REQUIREMENT: Reproduce word for word the passage of the article below on whether humans are hard-wired for war, starting at "What is new, it" and ending at "of human potential.".
[[ SOURCE EXTRACT open ]]
Monday, September 30, 2013

Are human beings hard-wired for war?

WAR is in the air. Sad to say, there's nothing new about this. Nor is there anything new about the claim that war has always been with us, and always will be.
What is new, it seems, is the degree to which this claim is wrapped in the apparent acquiescence of science, especially the findings of evolutionary biology with respect to a war-prone "human nature".
This year, an article in The National Interest titled What Our Primate Relatives Say About War answered the question "Why war?" with "Because we are human". In recent years, a piece in New Scientist asserted that warfare has "played an integral part in our evolution" and an article in the journal Science claimed that "death in warfare is so common in hunter-gatherer societies that it was an important evolutionary pressure on early Homo sapiens".
The emerging popular consensus about our biological predisposition to warfare is troubling. It is not just scientifically weak; it is also morally unfortunate, as it fosters an unjustifiably limited vision of human potential.
Although there is considerable reason to think that at least some of our hominin ancestors engaged in warlike activities, there is also comparable evidence that others did not. While it is plausible that Homo sapiens owed much of its rapid brain evolution to natural selection's favouring individuals that were smart enough to defeat their human rivals in violent competition, it is also plausible that we became highly intelligent because selection favoured those of our ancestors who were especially adroit at communicating and cooperating.
Conflict avoidance, reconciliation and cooperative problem solving could also have been altogether "biological" and positively selected for.
[[ SOURCE EXTRACT closed ]]
[[ RAW DATA open ]]
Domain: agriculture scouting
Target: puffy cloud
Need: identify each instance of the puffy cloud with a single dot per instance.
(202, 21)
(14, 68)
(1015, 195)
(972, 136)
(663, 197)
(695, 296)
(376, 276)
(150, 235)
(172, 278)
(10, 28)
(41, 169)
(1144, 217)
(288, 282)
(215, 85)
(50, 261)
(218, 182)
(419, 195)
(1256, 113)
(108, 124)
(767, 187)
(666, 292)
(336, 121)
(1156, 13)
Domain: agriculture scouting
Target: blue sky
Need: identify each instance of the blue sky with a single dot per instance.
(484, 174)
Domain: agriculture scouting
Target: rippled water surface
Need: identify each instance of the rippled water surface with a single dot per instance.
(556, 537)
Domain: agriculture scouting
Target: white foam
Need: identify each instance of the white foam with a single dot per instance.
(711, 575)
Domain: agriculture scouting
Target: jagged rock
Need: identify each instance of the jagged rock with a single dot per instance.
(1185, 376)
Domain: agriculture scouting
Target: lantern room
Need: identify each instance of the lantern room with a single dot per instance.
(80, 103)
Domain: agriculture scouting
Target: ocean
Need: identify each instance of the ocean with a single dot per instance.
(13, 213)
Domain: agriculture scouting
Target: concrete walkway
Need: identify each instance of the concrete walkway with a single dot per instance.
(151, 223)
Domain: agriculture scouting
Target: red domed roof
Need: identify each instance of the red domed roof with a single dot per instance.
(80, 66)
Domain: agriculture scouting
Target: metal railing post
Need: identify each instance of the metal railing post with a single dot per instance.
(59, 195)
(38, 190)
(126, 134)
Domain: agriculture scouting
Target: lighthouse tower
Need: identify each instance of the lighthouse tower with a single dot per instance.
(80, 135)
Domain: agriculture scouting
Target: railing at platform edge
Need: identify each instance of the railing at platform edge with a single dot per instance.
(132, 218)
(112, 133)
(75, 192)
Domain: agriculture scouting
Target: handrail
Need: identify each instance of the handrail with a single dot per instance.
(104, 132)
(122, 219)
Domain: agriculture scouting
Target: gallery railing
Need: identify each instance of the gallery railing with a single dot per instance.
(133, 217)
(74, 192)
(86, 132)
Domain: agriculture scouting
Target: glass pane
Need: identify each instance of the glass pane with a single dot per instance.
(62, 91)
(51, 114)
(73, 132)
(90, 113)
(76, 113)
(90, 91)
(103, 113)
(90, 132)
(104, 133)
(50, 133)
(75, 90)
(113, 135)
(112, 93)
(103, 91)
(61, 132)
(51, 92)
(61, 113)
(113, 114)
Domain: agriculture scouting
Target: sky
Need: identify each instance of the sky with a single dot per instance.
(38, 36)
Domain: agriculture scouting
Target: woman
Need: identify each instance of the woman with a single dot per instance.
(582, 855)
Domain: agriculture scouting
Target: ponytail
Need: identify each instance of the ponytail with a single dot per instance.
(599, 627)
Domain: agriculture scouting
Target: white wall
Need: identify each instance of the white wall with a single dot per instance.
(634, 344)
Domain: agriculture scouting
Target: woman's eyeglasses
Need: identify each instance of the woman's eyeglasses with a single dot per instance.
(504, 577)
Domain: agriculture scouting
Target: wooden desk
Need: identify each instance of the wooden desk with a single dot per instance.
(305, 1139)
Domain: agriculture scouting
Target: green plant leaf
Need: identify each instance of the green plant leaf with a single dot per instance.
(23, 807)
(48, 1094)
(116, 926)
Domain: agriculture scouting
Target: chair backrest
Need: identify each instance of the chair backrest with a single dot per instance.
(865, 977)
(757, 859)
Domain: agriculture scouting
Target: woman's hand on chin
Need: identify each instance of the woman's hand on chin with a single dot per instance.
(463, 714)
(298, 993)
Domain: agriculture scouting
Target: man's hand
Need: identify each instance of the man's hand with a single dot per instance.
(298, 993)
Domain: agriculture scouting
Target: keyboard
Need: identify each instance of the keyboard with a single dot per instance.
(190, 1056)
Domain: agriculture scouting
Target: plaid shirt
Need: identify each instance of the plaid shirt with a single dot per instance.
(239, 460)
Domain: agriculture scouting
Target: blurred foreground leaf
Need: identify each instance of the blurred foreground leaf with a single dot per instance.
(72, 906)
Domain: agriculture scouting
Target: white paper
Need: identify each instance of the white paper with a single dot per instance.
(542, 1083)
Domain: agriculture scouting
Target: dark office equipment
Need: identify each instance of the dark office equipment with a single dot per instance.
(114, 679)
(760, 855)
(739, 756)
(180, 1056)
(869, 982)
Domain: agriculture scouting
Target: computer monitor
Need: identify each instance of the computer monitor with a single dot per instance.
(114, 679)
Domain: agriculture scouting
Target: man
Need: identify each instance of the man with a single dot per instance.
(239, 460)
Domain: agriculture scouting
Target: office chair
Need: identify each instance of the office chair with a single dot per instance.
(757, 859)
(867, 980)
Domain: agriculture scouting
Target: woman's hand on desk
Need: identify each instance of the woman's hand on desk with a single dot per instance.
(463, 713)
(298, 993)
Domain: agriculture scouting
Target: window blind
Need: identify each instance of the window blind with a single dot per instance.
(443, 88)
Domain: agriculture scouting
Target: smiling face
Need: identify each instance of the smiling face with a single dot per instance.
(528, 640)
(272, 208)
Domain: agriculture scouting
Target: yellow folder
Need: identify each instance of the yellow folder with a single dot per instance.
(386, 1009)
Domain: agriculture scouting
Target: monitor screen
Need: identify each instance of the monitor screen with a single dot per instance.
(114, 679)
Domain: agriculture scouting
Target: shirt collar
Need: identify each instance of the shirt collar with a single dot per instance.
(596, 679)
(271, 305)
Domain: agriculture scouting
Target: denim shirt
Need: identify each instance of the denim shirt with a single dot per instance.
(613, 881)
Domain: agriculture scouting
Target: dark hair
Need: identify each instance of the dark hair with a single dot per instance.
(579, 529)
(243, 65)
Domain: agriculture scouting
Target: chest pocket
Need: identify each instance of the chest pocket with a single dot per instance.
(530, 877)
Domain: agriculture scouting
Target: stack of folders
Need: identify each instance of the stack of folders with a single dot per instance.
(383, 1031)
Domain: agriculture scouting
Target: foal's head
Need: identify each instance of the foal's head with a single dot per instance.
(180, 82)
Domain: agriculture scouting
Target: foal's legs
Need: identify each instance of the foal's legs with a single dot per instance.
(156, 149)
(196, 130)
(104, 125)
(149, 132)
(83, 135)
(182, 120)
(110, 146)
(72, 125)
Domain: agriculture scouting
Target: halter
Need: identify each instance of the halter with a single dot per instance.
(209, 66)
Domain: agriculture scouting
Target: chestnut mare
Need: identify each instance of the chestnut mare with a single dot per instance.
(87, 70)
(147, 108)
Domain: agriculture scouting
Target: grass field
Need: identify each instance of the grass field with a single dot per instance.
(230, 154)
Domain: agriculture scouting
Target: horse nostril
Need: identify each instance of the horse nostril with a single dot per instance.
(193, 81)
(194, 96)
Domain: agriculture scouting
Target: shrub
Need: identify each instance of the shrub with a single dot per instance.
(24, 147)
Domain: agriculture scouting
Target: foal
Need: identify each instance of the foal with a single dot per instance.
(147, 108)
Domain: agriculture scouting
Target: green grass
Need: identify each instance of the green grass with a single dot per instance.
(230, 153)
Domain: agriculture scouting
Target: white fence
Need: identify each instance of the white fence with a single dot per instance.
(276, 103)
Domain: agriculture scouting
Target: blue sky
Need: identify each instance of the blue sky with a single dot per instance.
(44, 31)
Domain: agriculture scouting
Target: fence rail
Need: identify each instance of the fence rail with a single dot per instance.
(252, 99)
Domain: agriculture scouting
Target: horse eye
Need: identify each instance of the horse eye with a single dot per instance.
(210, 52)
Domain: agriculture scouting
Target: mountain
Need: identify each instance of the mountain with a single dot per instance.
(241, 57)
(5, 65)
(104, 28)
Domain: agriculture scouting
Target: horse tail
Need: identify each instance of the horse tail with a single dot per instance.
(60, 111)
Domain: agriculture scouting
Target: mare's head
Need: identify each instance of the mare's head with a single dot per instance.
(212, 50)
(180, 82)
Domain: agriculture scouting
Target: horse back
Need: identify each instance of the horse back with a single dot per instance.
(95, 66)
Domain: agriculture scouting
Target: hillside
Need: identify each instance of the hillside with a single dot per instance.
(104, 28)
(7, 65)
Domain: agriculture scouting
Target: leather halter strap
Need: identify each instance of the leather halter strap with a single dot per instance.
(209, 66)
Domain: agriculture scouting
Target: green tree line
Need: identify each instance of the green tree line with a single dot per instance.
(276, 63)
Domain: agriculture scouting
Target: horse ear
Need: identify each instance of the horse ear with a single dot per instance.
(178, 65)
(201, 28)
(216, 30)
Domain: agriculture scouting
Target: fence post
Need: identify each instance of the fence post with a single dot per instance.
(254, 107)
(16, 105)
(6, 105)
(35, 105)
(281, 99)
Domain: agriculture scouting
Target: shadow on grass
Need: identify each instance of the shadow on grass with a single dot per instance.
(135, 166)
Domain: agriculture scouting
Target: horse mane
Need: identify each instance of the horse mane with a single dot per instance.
[[ RAW DATA closed ]]
SOLUTION TO THE EXERCISE:
What is new, it seems, is the degree to which this claim is wrapped in the apparent acquiescence of science, especially the findings of evolutionary biology with respect to a war-prone "human nature".
This year, an article in The National Interest titled What Our Primate Relatives Say About War answered the question "Why war?" with "Because we are human". In recent years, a piece in New Scientist asserted that warfare has "played an integral part in our evolution" and an article in the journal Science claimed that "death in warfare is so common in hunter-gatherer societies that it was an important evolutionary pressure on early Homo sapiens".
The emerging popular consensus about our biological predisposition to warfare is troubling. It is not just scientifically weak; it is also morally unfortunate, as it fosters an unjustifiably limited vision of human potential.